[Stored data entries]
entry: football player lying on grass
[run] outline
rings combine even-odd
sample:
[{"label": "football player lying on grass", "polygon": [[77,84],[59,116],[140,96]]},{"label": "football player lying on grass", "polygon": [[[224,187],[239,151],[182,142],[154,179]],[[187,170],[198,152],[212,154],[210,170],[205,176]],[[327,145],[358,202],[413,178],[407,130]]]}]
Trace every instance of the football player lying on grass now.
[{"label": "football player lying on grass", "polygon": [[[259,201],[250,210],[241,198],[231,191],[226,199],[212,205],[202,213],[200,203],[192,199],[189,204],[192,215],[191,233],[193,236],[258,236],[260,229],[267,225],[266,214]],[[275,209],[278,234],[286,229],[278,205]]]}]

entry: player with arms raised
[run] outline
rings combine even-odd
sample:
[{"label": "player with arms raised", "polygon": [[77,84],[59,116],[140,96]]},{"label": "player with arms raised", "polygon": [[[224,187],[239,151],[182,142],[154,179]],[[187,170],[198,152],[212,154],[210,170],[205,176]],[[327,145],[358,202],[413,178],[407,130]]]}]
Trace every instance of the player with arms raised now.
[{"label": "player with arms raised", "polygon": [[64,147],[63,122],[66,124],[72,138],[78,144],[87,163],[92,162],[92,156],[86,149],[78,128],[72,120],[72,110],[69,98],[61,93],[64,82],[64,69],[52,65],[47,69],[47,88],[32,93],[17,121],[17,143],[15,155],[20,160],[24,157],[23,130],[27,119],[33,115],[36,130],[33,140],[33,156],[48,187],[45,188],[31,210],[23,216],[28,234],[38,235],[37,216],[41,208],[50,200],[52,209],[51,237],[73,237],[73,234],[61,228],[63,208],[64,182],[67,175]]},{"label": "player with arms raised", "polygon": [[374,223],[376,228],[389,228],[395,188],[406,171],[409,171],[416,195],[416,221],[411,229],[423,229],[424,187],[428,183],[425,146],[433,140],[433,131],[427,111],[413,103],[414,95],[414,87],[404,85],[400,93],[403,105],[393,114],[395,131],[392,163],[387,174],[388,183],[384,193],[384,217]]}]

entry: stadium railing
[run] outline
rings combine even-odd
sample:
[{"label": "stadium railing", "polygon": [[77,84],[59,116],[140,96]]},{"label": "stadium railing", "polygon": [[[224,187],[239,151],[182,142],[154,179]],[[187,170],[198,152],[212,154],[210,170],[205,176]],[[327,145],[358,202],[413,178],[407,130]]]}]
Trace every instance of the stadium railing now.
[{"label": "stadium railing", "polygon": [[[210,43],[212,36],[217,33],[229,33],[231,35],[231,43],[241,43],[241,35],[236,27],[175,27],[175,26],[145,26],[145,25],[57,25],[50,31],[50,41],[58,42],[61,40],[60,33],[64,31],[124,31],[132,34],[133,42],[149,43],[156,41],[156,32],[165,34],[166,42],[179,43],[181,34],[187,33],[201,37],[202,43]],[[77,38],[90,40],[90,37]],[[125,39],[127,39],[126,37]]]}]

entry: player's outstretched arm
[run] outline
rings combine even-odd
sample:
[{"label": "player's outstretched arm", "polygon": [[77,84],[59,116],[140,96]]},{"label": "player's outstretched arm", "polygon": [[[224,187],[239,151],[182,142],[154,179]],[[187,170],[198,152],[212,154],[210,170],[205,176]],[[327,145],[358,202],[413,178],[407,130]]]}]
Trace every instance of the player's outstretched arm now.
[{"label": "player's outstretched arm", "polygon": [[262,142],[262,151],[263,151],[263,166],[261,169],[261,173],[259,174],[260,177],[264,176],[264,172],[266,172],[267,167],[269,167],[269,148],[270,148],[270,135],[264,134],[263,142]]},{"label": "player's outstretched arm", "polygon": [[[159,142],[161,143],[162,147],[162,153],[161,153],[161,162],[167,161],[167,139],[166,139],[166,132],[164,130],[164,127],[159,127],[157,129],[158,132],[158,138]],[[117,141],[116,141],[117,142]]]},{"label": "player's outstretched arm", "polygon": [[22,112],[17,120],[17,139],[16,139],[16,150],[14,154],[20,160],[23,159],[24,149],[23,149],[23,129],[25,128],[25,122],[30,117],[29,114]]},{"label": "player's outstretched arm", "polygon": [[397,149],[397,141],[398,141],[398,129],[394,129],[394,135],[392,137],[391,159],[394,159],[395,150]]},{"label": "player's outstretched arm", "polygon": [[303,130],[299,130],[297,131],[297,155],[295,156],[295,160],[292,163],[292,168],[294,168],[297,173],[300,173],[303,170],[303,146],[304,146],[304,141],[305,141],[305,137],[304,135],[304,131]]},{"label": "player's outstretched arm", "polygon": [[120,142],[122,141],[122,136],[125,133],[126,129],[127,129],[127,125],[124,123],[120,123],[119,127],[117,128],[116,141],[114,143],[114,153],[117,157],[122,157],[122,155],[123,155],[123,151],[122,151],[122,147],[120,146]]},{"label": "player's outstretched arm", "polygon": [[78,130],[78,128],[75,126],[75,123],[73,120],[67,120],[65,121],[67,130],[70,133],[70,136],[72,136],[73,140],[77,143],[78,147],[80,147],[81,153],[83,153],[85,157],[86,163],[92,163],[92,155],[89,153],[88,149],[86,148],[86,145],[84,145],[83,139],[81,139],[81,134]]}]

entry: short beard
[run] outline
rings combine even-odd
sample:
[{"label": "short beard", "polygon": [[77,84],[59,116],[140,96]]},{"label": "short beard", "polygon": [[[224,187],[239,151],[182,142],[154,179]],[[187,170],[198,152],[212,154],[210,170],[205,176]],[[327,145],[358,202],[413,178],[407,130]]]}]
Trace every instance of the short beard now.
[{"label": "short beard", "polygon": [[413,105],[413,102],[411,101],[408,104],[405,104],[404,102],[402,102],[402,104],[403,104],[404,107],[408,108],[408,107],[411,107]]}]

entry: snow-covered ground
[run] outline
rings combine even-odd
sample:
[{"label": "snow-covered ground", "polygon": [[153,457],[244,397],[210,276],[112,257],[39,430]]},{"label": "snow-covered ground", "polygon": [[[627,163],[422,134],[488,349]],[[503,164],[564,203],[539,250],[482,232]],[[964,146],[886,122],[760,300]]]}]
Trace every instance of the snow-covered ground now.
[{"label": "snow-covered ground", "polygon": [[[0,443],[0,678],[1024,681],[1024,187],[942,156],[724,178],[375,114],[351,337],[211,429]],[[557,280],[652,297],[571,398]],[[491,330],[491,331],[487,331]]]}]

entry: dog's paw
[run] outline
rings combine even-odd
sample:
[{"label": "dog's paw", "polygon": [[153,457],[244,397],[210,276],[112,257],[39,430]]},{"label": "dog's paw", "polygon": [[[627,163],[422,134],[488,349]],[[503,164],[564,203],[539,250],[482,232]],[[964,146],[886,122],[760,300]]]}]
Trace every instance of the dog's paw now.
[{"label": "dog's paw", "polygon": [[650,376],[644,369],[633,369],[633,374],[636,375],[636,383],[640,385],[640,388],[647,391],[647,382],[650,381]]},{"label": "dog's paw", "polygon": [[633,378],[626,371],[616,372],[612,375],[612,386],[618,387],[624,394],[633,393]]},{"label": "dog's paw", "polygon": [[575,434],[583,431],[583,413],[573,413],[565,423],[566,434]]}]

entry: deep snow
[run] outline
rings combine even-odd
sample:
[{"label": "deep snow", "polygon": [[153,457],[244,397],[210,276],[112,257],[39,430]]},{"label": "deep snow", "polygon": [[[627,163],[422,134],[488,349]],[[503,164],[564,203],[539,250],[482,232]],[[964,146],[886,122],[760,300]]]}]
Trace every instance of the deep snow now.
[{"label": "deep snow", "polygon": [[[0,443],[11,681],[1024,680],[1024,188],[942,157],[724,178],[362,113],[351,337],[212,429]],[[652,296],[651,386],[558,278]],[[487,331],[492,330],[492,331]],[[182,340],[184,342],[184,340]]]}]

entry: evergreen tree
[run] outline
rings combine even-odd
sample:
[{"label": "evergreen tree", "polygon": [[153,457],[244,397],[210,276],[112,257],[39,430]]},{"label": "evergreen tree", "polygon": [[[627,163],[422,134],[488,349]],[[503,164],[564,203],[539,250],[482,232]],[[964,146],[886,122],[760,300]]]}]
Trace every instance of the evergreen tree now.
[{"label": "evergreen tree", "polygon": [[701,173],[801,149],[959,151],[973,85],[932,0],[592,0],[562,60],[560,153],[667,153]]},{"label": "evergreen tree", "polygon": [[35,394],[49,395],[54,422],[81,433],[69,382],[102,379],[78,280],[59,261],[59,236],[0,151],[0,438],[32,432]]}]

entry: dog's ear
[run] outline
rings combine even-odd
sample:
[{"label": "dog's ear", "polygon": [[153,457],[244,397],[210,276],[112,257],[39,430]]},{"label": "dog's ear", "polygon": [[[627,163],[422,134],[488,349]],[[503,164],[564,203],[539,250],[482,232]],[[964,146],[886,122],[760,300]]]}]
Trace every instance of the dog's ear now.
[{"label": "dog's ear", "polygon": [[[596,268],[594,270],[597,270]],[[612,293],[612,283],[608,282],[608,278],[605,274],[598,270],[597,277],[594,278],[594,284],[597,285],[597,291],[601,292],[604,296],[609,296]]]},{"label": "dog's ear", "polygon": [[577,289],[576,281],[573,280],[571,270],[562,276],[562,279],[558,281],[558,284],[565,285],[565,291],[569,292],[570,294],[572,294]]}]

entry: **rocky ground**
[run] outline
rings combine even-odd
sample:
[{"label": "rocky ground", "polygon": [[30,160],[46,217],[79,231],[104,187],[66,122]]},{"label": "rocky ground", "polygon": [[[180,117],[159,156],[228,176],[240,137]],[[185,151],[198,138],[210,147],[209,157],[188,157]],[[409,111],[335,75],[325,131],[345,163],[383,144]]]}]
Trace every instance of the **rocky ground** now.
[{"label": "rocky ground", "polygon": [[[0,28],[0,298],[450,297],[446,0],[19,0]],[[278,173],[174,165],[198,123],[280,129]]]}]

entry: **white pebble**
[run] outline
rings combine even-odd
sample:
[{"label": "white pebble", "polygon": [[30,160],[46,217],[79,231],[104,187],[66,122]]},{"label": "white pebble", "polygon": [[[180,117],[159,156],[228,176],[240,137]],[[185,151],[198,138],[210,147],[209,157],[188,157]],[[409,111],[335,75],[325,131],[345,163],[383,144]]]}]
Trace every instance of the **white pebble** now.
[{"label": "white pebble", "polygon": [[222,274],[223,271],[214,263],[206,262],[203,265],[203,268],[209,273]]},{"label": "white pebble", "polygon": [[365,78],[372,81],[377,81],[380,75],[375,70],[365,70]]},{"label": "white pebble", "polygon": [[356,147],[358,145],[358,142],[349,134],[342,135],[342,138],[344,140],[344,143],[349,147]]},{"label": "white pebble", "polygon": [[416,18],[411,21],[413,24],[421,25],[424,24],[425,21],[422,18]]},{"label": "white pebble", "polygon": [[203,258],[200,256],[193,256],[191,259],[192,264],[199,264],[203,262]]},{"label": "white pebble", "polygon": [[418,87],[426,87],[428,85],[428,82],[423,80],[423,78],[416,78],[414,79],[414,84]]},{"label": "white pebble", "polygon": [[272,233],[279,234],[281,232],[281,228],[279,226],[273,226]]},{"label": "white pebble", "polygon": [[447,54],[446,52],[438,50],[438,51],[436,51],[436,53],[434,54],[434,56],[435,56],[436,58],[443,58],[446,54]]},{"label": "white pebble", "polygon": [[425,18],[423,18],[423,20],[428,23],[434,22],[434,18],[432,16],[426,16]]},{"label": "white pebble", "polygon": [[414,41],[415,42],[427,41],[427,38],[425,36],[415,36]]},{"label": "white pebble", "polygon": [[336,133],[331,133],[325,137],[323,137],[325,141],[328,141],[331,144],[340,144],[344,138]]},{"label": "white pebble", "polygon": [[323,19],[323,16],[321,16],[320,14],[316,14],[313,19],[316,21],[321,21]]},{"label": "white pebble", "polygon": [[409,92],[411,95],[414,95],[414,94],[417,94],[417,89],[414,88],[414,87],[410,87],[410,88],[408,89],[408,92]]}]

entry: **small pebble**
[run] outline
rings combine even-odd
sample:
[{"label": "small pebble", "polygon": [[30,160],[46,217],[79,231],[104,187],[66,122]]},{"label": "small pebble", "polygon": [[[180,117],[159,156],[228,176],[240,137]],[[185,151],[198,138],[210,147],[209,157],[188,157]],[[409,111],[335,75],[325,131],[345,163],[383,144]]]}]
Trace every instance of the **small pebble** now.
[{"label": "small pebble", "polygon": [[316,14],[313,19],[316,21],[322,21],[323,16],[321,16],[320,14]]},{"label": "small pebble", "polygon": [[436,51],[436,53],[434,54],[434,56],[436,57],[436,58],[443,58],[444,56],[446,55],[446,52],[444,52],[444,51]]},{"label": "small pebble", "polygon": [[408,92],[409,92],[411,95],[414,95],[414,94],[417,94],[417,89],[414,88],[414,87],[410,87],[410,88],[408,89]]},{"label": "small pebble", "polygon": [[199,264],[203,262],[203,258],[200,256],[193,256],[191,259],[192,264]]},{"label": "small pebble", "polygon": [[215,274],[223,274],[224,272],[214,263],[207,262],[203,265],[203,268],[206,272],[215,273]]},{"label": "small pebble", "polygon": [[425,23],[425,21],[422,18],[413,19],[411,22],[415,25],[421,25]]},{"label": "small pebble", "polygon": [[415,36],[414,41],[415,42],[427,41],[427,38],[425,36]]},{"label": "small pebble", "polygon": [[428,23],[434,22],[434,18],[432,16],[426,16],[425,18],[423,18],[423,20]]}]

### How to complete this task
Each line from the one containing "entry: **small pebble**" to the close of the records must appear in the output exactly, and no other line.

### Answer area
entry: **small pebble**
[run] outline
rings combine even-odd
sample:
[{"label": "small pebble", "polygon": [[30,160],[46,217],[79,231],[104,187],[66,122]]},{"label": "small pebble", "polygon": [[[180,117],[159,156],[228,176],[240,137]],[[185,151],[198,138],[210,147],[209,157],[188,157]],[[409,111],[335,75],[325,131],[345,163],[383,144]]]}]
Trace every instance of the **small pebble** now.
[{"label": "small pebble", "polygon": [[316,14],[313,19],[316,21],[322,21],[323,16],[321,16],[320,14]]},{"label": "small pebble", "polygon": [[436,51],[436,53],[434,54],[434,56],[436,57],[436,58],[443,58],[444,56],[446,55],[446,52],[444,52],[444,51]]},{"label": "small pebble", "polygon": [[408,92],[409,92],[411,95],[414,95],[414,94],[417,94],[417,89],[414,88],[414,87],[410,87],[410,88],[408,89]]},{"label": "small pebble", "polygon": [[199,264],[203,262],[203,258],[200,256],[193,256],[191,259],[192,264]]},{"label": "small pebble", "polygon": [[215,274],[223,274],[224,272],[214,263],[207,262],[203,265],[203,268],[206,272],[215,273]]},{"label": "small pebble", "polygon": [[425,23],[425,21],[422,18],[413,19],[411,22],[415,25],[421,25]]},{"label": "small pebble", "polygon": [[415,36],[414,41],[415,42],[427,41],[427,38],[425,36]]},{"label": "small pebble", "polygon": [[428,23],[434,22],[434,18],[432,16],[426,16],[425,18],[423,18],[423,20]]}]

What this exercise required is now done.